◆ **Brief**
Reproduce every one of the records below line for line, changing nothing.

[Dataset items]

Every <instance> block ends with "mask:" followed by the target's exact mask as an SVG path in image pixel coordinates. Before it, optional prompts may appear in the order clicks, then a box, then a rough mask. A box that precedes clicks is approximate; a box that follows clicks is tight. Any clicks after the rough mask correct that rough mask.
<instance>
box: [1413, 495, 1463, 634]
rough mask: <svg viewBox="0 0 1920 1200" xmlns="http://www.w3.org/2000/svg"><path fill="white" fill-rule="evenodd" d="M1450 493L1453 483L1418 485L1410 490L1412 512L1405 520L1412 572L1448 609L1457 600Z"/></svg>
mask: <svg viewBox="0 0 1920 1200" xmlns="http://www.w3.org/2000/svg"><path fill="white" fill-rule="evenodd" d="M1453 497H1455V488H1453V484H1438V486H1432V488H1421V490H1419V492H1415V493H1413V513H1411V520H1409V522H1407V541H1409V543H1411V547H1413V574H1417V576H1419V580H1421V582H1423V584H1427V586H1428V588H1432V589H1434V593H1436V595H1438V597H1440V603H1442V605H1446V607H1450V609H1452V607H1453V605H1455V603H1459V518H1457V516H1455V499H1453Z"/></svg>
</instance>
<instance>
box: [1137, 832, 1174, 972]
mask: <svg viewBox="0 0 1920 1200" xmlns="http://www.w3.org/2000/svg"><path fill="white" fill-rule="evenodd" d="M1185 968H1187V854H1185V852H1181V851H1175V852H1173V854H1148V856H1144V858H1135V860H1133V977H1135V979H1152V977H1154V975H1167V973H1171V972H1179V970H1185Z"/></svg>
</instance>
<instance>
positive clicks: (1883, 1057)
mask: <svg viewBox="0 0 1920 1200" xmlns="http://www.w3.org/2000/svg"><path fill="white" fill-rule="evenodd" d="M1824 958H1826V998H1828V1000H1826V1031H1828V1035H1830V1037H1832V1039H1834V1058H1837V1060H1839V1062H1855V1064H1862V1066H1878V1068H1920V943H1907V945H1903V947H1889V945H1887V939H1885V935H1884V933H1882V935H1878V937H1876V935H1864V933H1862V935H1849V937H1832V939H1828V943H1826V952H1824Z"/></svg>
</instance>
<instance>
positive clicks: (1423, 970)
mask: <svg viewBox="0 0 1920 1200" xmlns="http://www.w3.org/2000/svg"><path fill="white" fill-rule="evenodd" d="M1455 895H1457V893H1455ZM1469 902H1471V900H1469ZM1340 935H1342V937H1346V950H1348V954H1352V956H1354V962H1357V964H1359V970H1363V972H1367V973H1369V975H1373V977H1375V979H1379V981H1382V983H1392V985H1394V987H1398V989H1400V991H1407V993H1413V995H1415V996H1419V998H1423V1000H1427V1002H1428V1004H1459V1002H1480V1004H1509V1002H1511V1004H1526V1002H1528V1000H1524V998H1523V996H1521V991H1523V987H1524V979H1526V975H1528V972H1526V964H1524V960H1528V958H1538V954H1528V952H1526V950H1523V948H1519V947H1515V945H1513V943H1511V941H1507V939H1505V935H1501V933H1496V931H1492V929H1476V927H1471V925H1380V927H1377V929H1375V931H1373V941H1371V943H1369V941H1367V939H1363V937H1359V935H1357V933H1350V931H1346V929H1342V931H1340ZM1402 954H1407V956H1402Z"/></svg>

◆ **Exercise output**
Every <instance> block ends with "mask:" followed by the target's exact mask as an SVG path in image pixel coordinates. Before it, optional prompts may appear in the order clicks, then a box, then a rough mask. A box that precedes clicks is approximate; a box that follows clicks is tight. Any clicks after the rough mask correct that rough mask.
<instance>
box: [1413, 495, 1463, 634]
rough mask: <svg viewBox="0 0 1920 1200" xmlns="http://www.w3.org/2000/svg"><path fill="white" fill-rule="evenodd" d="M1450 493L1453 483L1418 485L1410 490L1412 512L1405 520L1412 572L1448 609L1457 600Z"/></svg>
mask: <svg viewBox="0 0 1920 1200" xmlns="http://www.w3.org/2000/svg"><path fill="white" fill-rule="evenodd" d="M1453 497H1455V488H1453V484H1438V486H1432V488H1421V490H1419V492H1415V493H1413V513H1411V520H1409V522H1407V541H1409V543H1411V547H1413V574H1417V576H1419V580H1421V582H1423V584H1427V586H1428V588H1432V589H1434V593H1436V595H1438V597H1440V603H1442V605H1446V607H1450V609H1452V607H1453V605H1455V603H1459V518H1457V516H1455V499H1453Z"/></svg>
</instance>
<instance>
box: [1137, 832, 1174, 972]
mask: <svg viewBox="0 0 1920 1200" xmlns="http://www.w3.org/2000/svg"><path fill="white" fill-rule="evenodd" d="M1185 968H1187V854H1185V852H1181V851H1175V852H1173V854H1148V856H1144V858H1135V860H1133V977H1135V979H1152V977H1154V975H1167V973H1171V972H1179V970H1185Z"/></svg>
</instance>
<instance>
positive clicks: (1883, 1057)
mask: <svg viewBox="0 0 1920 1200" xmlns="http://www.w3.org/2000/svg"><path fill="white" fill-rule="evenodd" d="M1824 958H1826V998H1828V1000H1826V1031H1828V1035H1830V1037H1832V1039H1834V1058H1837V1060H1839V1062H1855V1064H1862V1066H1878V1068H1920V943H1907V945H1903V947H1889V945H1887V939H1885V935H1884V933H1882V935H1878V937H1876V935H1864V933H1862V935H1849V937H1832V939H1828V943H1826V952H1824Z"/></svg>
</instance>
<instance>
positive clicks: (1423, 970)
mask: <svg viewBox="0 0 1920 1200" xmlns="http://www.w3.org/2000/svg"><path fill="white" fill-rule="evenodd" d="M1455 895H1457V893H1455ZM1469 902H1471V900H1469ZM1340 935H1342V937H1346V950H1348V954H1352V956H1354V962H1357V964H1359V970H1363V972H1367V973H1369V975H1373V977H1375V979H1379V981H1382V983H1392V985H1394V987H1398V989H1400V991H1407V993H1413V995H1415V996H1419V998H1423V1000H1427V1002H1428V1004H1459V1002H1480V1004H1509V1002H1511V1004H1526V1002H1528V1000H1524V998H1523V996H1521V991H1523V987H1524V979H1526V975H1528V972H1526V964H1524V960H1528V958H1538V954H1528V952H1526V950H1523V948H1519V947H1515V945H1513V943H1511V941H1507V939H1505V935H1501V933H1496V931H1492V929H1476V927H1471V925H1380V927H1377V929H1375V931H1373V941H1371V943H1369V941H1367V939H1363V937H1359V935H1357V933H1350V931H1346V929H1342V931H1340ZM1402 954H1407V956H1402Z"/></svg>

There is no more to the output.